### Data extract
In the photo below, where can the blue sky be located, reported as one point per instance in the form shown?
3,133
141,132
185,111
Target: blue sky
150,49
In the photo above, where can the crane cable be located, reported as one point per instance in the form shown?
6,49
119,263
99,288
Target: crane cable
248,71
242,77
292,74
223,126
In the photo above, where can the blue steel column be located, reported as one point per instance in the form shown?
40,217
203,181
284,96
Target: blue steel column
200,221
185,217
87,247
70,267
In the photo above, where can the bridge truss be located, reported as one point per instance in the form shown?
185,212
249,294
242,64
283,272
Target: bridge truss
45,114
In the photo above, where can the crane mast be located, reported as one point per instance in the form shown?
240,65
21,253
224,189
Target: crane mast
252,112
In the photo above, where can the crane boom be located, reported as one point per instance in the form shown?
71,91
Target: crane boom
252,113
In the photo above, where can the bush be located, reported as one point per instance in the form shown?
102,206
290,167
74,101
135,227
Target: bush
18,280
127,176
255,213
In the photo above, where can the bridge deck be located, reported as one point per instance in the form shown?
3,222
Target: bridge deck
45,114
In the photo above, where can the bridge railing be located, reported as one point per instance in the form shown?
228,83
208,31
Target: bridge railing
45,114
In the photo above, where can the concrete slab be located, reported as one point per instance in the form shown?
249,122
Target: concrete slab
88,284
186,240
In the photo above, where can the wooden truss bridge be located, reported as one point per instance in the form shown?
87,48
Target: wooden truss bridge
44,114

### Exercise directions
Rewrite the entries from the line containing "In the photo above, where can the concrete" through the end of the entries, keeping every line, including the requests. Scale each point coordinate given as an answer by 0.3 and round it to a whole number, with halves rounded up, but leave the numbers in the requests and their sample points unchanged.

### Exercise result
In the photo above, where can the concrete slab be located, reported as one point per instance in the form shown?
249,122
Target: concrete slab
26,85
56,72
In the photo above, where can the wooden truss bridge be located, reported as one point per instance in the form shown?
87,48
Target: wooden truss bridge
13,34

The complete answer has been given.